**Given instruction:**
Reproduce the listing below word for word, leaving out the pictures.
········
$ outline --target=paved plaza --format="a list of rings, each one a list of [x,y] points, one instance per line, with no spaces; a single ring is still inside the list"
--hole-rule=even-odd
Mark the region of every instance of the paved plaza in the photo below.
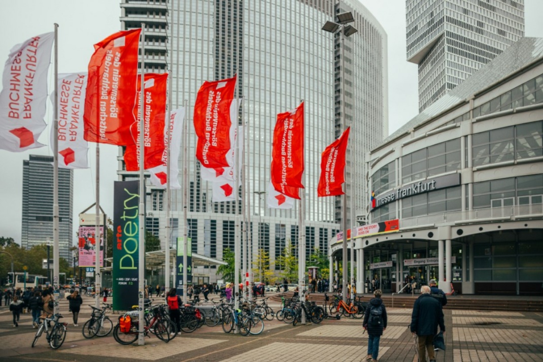
[[[72,323],[67,303],[60,305],[65,322],[70,322],[66,339],[60,349],[52,350],[45,335],[35,347],[30,346],[36,329],[29,314],[22,314],[14,328],[11,313],[0,308],[0,361],[220,361],[235,362],[359,362],[365,360],[368,336],[362,333],[362,320],[343,317],[325,320],[320,324],[293,327],[276,320],[266,321],[257,336],[226,334],[219,326],[203,326],[183,334],[169,343],[154,336],[144,346],[117,343],[110,334],[85,339],[81,328],[90,315],[85,308],[79,327]],[[278,305],[272,305],[274,309]],[[417,357],[408,326],[411,309],[388,308],[388,327],[381,339],[378,360],[383,362],[416,362]],[[440,351],[438,361],[543,361],[543,313],[460,310],[445,309],[447,350]],[[110,316],[116,322],[117,315]]]

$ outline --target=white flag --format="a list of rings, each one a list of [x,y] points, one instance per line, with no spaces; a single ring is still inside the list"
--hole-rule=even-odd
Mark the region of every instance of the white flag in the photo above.
[[[292,209],[294,206],[294,199],[276,191],[271,181],[268,184],[267,201],[270,209]]]
[[[45,129],[47,70],[54,33],[17,44],[4,67],[0,92],[0,148],[20,152],[43,146],[37,142]]]
[[[181,152],[181,139],[183,133],[183,122],[185,119],[185,108],[179,108],[172,111],[170,114],[170,189],[180,190],[178,176],[179,174],[179,154]],[[168,129],[164,127],[164,145],[166,147],[162,154],[163,165],[157,166],[148,171],[150,174],[151,183],[157,188],[166,188],[167,172],[166,164],[168,161]]]
[[[89,142],[83,138],[87,72],[59,74],[58,87],[59,167],[88,168]],[[54,98],[55,95],[52,94],[52,103]],[[54,128],[51,127],[52,150],[54,131]]]

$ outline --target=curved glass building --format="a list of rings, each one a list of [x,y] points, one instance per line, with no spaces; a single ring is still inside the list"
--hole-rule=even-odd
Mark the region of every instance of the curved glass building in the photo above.
[[[160,72],[169,68],[173,109],[182,107],[185,100],[188,104],[188,182],[183,186],[188,190],[188,235],[193,252],[221,259],[223,249],[233,250],[236,242],[235,214],[241,207],[211,202],[211,185],[200,178],[194,157],[192,120],[202,83],[236,73],[237,96],[243,99],[239,123],[246,133],[242,203],[252,225],[253,250],[264,249],[273,262],[289,240],[298,245],[298,204],[291,210],[269,209],[266,192],[276,115],[295,108],[301,100],[306,110],[305,189],[301,190],[306,198],[306,254],[315,247],[326,252],[329,240],[339,229],[339,198],[318,198],[317,188],[321,153],[343,130],[342,109],[351,127],[346,168],[348,224],[355,224],[358,215],[366,214],[364,156],[388,134],[387,35],[358,1],[123,0],[121,6],[123,29],[146,24],[149,61],[146,68]],[[351,24],[358,32],[346,37],[342,49],[340,33],[322,27],[346,11],[352,13]],[[124,170],[122,157],[119,160],[119,179],[137,177]],[[182,170],[181,161],[178,160]],[[148,185],[148,229],[163,242],[163,191]],[[169,242],[174,245],[173,241],[183,234],[180,191],[172,192],[172,209],[174,231]],[[214,281],[213,271],[197,271]]]

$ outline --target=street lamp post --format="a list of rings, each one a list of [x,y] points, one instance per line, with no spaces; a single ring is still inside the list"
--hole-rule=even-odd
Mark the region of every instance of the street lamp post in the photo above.
[[[349,23],[355,21],[355,18],[352,16],[352,13],[350,11],[343,13],[337,15],[337,21],[327,21],[323,26],[323,30],[331,33],[333,34],[336,33],[336,31],[339,30],[341,37],[341,128],[342,132],[344,131],[347,128],[347,121],[345,116],[345,38],[350,36],[358,30]],[[346,172],[347,168],[344,170],[344,175]],[[346,178],[345,178],[346,179]],[[346,185],[345,185],[345,191],[346,191]],[[343,247],[343,272],[342,273],[342,292],[343,295],[343,301],[346,302],[347,299],[347,194],[345,192],[341,196],[342,204],[342,231],[343,234],[343,240],[342,246]],[[354,260],[352,261],[354,263]]]

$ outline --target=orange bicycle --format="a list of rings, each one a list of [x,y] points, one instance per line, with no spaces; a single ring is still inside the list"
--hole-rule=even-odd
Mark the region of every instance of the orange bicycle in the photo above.
[[[352,316],[357,319],[360,319],[364,316],[364,308],[358,303],[353,303],[351,299],[347,299],[349,304],[339,299],[338,301],[337,305],[330,305],[330,310],[332,313],[337,312],[343,315]]]

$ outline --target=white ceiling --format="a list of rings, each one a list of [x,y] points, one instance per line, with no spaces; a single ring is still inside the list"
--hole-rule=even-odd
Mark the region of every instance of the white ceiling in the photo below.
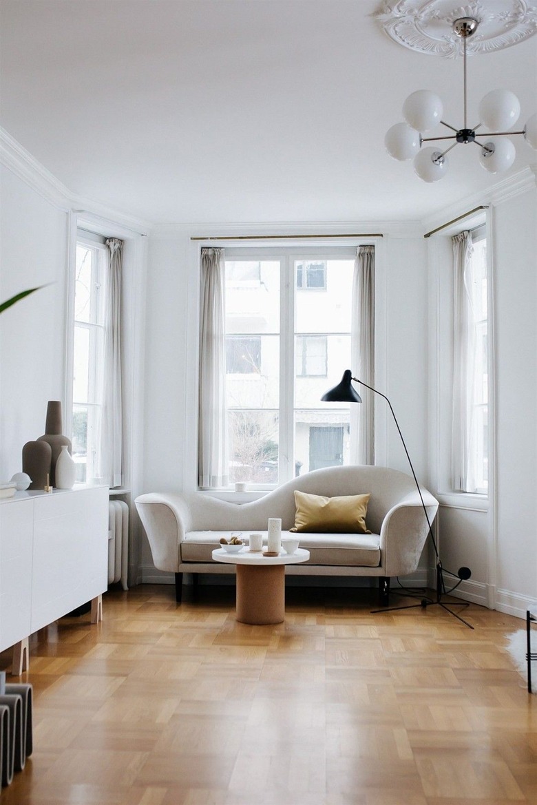
[[[380,5],[2,0],[2,126],[73,193],[151,222],[419,219],[502,177],[471,145],[431,185],[388,156],[415,89],[462,127],[462,62],[391,41]],[[469,118],[496,87],[518,95],[523,128],[537,37],[469,59]],[[537,161],[513,140],[502,176]]]

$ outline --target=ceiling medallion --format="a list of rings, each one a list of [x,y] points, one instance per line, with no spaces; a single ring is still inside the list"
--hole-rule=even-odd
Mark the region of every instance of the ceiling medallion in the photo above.
[[[448,58],[462,54],[461,37],[452,30],[461,17],[479,23],[479,32],[468,42],[469,56],[502,50],[537,33],[537,6],[525,0],[474,0],[465,6],[455,0],[399,0],[385,2],[373,16],[399,44]]]

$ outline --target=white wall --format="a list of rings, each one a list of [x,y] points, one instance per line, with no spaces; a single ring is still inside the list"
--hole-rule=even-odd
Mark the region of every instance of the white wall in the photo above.
[[[494,210],[497,601],[537,599],[537,190]]]
[[[44,433],[47,402],[64,398],[68,214],[2,166],[0,298],[53,284],[0,316],[0,482]]]

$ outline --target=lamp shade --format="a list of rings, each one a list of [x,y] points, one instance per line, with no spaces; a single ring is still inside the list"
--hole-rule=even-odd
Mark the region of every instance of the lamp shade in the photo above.
[[[403,105],[403,116],[416,131],[429,131],[442,119],[444,107],[435,93],[418,89],[409,95]]]
[[[419,132],[407,123],[395,123],[386,132],[384,145],[394,159],[411,159],[419,151]]]
[[[448,168],[447,158],[434,146],[423,148],[414,158],[414,170],[424,182],[437,182],[445,176]],[[435,160],[437,160],[435,162]]]
[[[506,137],[503,139],[497,138],[494,142],[485,143],[485,147],[481,148],[479,155],[479,161],[489,173],[502,173],[511,167],[515,156],[514,146],[509,138]]]
[[[490,129],[510,129],[520,114],[520,101],[510,89],[493,89],[479,105],[479,119]]]
[[[356,393],[351,381],[353,374],[349,369],[345,369],[341,383],[334,386],[320,398],[323,402],[361,402],[361,397]]]

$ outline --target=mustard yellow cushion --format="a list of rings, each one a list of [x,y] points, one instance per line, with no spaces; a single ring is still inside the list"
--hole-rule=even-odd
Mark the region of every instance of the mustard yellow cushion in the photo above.
[[[324,497],[295,490],[295,526],[290,531],[370,534],[366,525],[370,494]]]

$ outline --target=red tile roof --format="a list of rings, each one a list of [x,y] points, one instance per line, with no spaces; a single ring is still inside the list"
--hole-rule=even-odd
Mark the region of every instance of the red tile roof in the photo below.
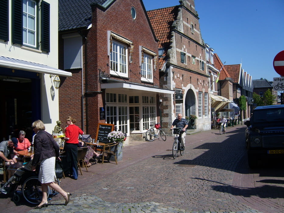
········
**Answer for the task:**
$ outline --target=paved plaza --format="a list of rings, each one a list of [x,y] points, one instance per line, with no spaces; a single ring is still inside the list"
--hole-rule=even-odd
Mark the region of every instance of the paved plaza in the photo below.
[[[72,323],[67,303],[60,305],[65,322],[70,322],[66,339],[60,349],[52,350],[45,335],[35,347],[30,346],[36,329],[29,314],[22,314],[14,328],[11,313],[0,308],[0,361],[220,361],[235,362],[359,362],[365,360],[368,336],[362,333],[362,320],[343,317],[325,320],[320,324],[293,327],[276,320],[266,321],[257,336],[226,334],[219,326],[203,326],[183,334],[169,343],[154,336],[144,346],[117,343],[110,334],[85,339],[81,328],[90,315],[85,308],[79,327]],[[278,305],[272,305],[274,309]],[[417,357],[408,326],[411,309],[388,308],[388,327],[381,339],[378,360],[383,362],[416,362]],[[440,351],[438,361],[543,361],[543,313],[460,310],[445,309],[447,350]],[[110,316],[116,322],[117,315]]]

$ outline --target=white flag --format="a list of rings, each one a list of [x,y] points, one instance per line, with no spaces; a single ring is still inside the list"
--hole-rule=even-odd
Mark the region of every instance of the white flag in the photo above.
[[[292,209],[294,206],[294,199],[276,191],[271,181],[268,184],[267,201],[270,209]]]
[[[45,129],[47,70],[54,33],[17,44],[4,67],[0,92],[0,148],[20,152],[43,146],[37,142]]]
[[[181,152],[181,139],[183,133],[183,122],[185,119],[185,108],[179,108],[172,111],[170,114],[170,189],[180,190],[178,176],[179,174],[179,154]],[[168,129],[164,127],[164,145],[166,147],[162,154],[163,165],[157,166],[148,171],[150,174],[151,183],[157,188],[166,188],[167,172],[166,164],[168,161]]]
[[[89,142],[83,138],[87,72],[59,74],[58,87],[59,167],[88,168]],[[54,98],[55,95],[52,94],[52,103]],[[54,128],[51,127],[52,150],[54,131]]]

$ outline --target=curved glass building --format="a list of rings, each one a list of [x,y] points, one instance per line, with no spaces; a single ring is still inside the list"
--hole-rule=even-odd
Mark the region of every instance of the curved glass building in the photo above.
[[[160,72],[169,68],[173,109],[182,107],[185,100],[188,104],[188,182],[183,186],[188,190],[188,235],[193,252],[221,259],[223,249],[233,250],[236,242],[235,214],[241,207],[211,202],[211,185],[200,178],[194,157],[192,120],[202,83],[236,73],[237,96],[243,99],[239,123],[246,133],[242,203],[252,225],[253,250],[264,249],[273,262],[289,240],[298,245],[298,204],[291,210],[269,209],[266,192],[276,115],[295,108],[301,100],[306,110],[305,189],[301,190],[306,198],[306,254],[315,247],[326,252],[329,240],[339,229],[339,198],[318,198],[317,188],[321,153],[343,130],[342,109],[351,127],[346,168],[348,224],[355,224],[358,215],[366,214],[364,156],[388,134],[387,35],[358,1],[123,0],[121,6],[123,29],[146,24],[149,61],[146,68]],[[351,24],[358,32],[346,37],[342,49],[340,33],[322,27],[346,11],[352,13]],[[124,170],[122,157],[119,160],[119,179],[137,177]],[[182,170],[181,161],[178,160]],[[148,185],[148,229],[163,242],[163,191]],[[169,242],[174,245],[173,241],[183,234],[180,191],[172,192],[172,209],[174,231]],[[214,281],[213,271],[197,271]]]

$ outline --target=street lamp post --format="a list of rings, each one a list of [x,y] points, one instance per line, with no spaces; a single ring is still inside the list"
--hole-rule=even-odd
Mark the region of every instance of the street lamp post in the photo above.
[[[349,23],[355,21],[355,18],[352,16],[352,13],[350,11],[343,13],[337,15],[337,21],[327,21],[323,26],[323,30],[331,33],[333,34],[336,33],[336,31],[339,30],[341,37],[341,128],[342,132],[344,131],[347,128],[347,121],[345,116],[345,38],[350,36],[358,30]],[[346,172],[347,168],[344,170],[344,175]],[[346,178],[345,178],[346,179]],[[346,185],[345,185],[345,191],[346,191]],[[343,247],[343,272],[342,273],[342,292],[343,295],[343,301],[346,302],[347,299],[347,194],[345,192],[341,196],[342,204],[342,231],[343,234],[343,240],[342,246]],[[354,260],[352,261],[354,263]]]

$ outline --target=orange bicycle --format="a list of rings, each one a list of [x,y] points, one instance per line, with no spaces; a single ring is still inside the list"
--hole-rule=even-odd
Mark the region of every instance of the orange bicycle in the photo above.
[[[352,316],[357,319],[360,319],[364,316],[364,308],[358,303],[353,303],[351,299],[347,299],[349,304],[339,299],[338,301],[337,305],[330,305],[330,310],[332,313],[337,312],[343,315]]]

$ outline --target=white ceiling --format="a list of rings, each one a list of [x,y] points, one instance per line, with no spaces; a single ring is still inside the list"
--hole-rule=even-odd
Mark the region of every instance of the white ceiling in the photo below.
[[[380,5],[2,0],[2,126],[73,193],[151,222],[419,219],[502,177],[471,145],[431,185],[388,156],[415,89],[462,127],[462,62],[391,41]],[[469,118],[496,87],[518,95],[523,128],[537,37],[469,59]],[[537,161],[513,140],[502,176]]]

$ outline --target=ceiling medallion --format="a list of rings, each one a list of [x,y] points, one instance per line, with no spaces; a single ring is still inside the list"
--hole-rule=even-odd
Mark the region of every instance of the ceiling medallion in the photo above.
[[[448,58],[462,54],[461,37],[452,30],[461,17],[479,23],[479,32],[468,42],[469,56],[502,50],[537,33],[537,6],[525,0],[474,0],[465,6],[455,0],[399,0],[385,2],[373,16],[399,44]]]

$ outline --target=white wall --format="a list of rings, each one a list of [x,y] points, one instance per line, with no spaces; a single ring is still inside the list"
--hole-rule=even-odd
Mark the region of every instance of the white wall in the photo above.
[[[494,210],[497,601],[537,599],[537,190]]]
[[[44,433],[47,402],[64,398],[68,214],[2,166],[0,298],[53,284],[0,316],[0,482]]]

$ outline --target=lamp shade --format="a list of rings, each one a list of [x,y] points, one instance per line, with no spaces; a single ring is still inside the list"
--hole-rule=even-odd
Mark the region of every instance of the lamp shade in the photo above.
[[[403,105],[403,116],[416,131],[429,131],[442,119],[444,107],[435,93],[418,89],[409,95]]]
[[[419,132],[407,123],[395,123],[386,132],[384,145],[394,159],[411,159],[419,151]]]
[[[448,168],[447,158],[434,146],[423,148],[414,158],[414,170],[424,182],[437,182],[445,176]],[[435,160],[437,160],[435,162]]]
[[[506,137],[503,139],[497,138],[494,142],[485,143],[485,147],[481,148],[479,155],[479,161],[489,173],[502,173],[511,167],[515,156],[514,146],[509,138]]]
[[[490,129],[510,129],[520,114],[520,101],[510,89],[493,89],[479,105],[479,119]]]
[[[356,393],[351,381],[353,374],[349,369],[345,369],[341,383],[334,386],[320,398],[323,402],[361,402],[361,397]]]

$ outline --target=mustard yellow cushion --format="a list of rings, each one a list of [x,y] points, one instance per line, with no spaces; a single ring is still inside the list"
--hole-rule=even-odd
Mark the region of every instance of the mustard yellow cushion in the photo above.
[[[324,497],[295,490],[295,526],[290,531],[370,534],[366,525],[370,494]]]

$ outline --target=red tile roof --format="a list of rings, each one a list of [x,y] points, one instance per line, with no spaces; a single ring is still inside the list"
--hole-rule=even-odd
Mark the region of every instance of the red tile roof in the photo below.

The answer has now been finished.